┏━━

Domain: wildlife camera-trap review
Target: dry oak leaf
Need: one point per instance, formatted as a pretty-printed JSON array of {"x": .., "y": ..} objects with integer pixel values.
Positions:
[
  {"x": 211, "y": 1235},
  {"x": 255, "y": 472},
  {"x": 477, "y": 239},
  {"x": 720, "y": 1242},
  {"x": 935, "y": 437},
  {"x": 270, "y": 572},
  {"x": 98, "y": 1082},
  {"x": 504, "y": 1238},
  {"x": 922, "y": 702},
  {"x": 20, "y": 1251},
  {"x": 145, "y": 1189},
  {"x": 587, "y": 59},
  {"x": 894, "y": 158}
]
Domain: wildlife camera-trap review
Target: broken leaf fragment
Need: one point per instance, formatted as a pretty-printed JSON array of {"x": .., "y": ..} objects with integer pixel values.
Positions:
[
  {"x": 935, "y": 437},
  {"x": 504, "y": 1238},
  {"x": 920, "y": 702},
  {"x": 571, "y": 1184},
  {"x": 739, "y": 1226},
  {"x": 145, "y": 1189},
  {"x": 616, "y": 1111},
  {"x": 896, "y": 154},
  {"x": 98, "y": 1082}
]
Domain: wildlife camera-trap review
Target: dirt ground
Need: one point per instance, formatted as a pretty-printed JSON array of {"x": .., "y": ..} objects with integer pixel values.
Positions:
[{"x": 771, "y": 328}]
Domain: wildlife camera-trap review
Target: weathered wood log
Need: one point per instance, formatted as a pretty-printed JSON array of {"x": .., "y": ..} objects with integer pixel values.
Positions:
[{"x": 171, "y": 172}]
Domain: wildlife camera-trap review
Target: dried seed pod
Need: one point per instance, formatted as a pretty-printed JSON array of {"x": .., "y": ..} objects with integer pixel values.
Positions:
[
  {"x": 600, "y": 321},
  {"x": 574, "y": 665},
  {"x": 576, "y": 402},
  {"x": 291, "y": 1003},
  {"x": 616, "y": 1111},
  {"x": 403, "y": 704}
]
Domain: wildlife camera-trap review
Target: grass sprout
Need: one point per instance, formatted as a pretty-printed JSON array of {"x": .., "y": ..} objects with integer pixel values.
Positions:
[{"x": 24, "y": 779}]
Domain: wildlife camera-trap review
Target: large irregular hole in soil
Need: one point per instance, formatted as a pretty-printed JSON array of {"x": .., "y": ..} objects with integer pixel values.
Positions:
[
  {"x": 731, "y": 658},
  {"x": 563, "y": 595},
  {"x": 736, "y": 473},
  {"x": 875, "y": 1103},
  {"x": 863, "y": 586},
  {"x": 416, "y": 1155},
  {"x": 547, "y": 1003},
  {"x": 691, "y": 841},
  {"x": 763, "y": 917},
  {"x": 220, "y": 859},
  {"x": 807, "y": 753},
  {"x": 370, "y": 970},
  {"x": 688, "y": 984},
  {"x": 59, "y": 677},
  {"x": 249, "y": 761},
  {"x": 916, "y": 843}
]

┗━━

**Task directions**
Each line above must be printed exactly as it appears.

**Completed task**
Domain: wildlife camera-trap review
Target: dry oak leaf
Need: one point per instance, formatted as a pretty-printed JSON array of {"x": .., "y": ..} objects with integer pixel values.
Positions:
[
  {"x": 211, "y": 1235},
  {"x": 255, "y": 472},
  {"x": 477, "y": 239},
  {"x": 720, "y": 1242},
  {"x": 935, "y": 437},
  {"x": 270, "y": 572},
  {"x": 98, "y": 1082},
  {"x": 504, "y": 1238},
  {"x": 922, "y": 702},
  {"x": 20, "y": 1251},
  {"x": 145, "y": 1189},
  {"x": 587, "y": 59},
  {"x": 894, "y": 158}
]
Domain: wildlife camera-trap review
Target: broken leaf fragment
Need: one point per instance, formatted as a pretty-printed JSON array of {"x": .., "y": ..} objects with integer pixel values.
Positions:
[
  {"x": 935, "y": 437},
  {"x": 504, "y": 1238},
  {"x": 920, "y": 702},
  {"x": 571, "y": 1184},
  {"x": 739, "y": 1226},
  {"x": 145, "y": 1189},
  {"x": 616, "y": 1111},
  {"x": 896, "y": 154},
  {"x": 98, "y": 1082}
]
Domain: wildlife camera-trap review
Target: dirt ground
Need: one point per instance, formatted as a pretty-printed JSON array of {"x": .., "y": ..} objects with integer pixel values.
Positions:
[{"x": 771, "y": 328}]
Domain: wildlife camera-trap review
Target: weathered wood log
Need: one point per instance, formatted as a pretty-printed JSON array of {"x": .., "y": ..} objects with integer pixel values.
Positions:
[{"x": 171, "y": 172}]
Domain: wildlife camera-trap review
Target: dried seed pod
Need: one point per instance, formatted as a pretty-printed JSON array of {"x": .., "y": ..} objects with integer pixel values.
Positions:
[
  {"x": 600, "y": 321},
  {"x": 574, "y": 665},
  {"x": 576, "y": 402},
  {"x": 291, "y": 1003},
  {"x": 616, "y": 1111},
  {"x": 403, "y": 704}
]
Domain: wildlife camera-trap review
Target: grass sprout
Need: one point per instance, formatted as a pretty-printed JSON array of {"x": .., "y": ..} objects with integer pixel values.
Positions:
[{"x": 24, "y": 779}]
Domain: wildlife camera-trap review
Target: large irregular hole in soil
Need: one point per instance, formatted as a pretty-printed JSON array of {"x": .., "y": ..} objects with integer pixel values.
Positions:
[
  {"x": 731, "y": 658},
  {"x": 563, "y": 595},
  {"x": 736, "y": 473},
  {"x": 875, "y": 1103},
  {"x": 863, "y": 586},
  {"x": 416, "y": 1155},
  {"x": 547, "y": 1003},
  {"x": 691, "y": 841},
  {"x": 763, "y": 917},
  {"x": 220, "y": 859},
  {"x": 807, "y": 753},
  {"x": 370, "y": 970},
  {"x": 688, "y": 984},
  {"x": 59, "y": 677},
  {"x": 249, "y": 761},
  {"x": 916, "y": 843}
]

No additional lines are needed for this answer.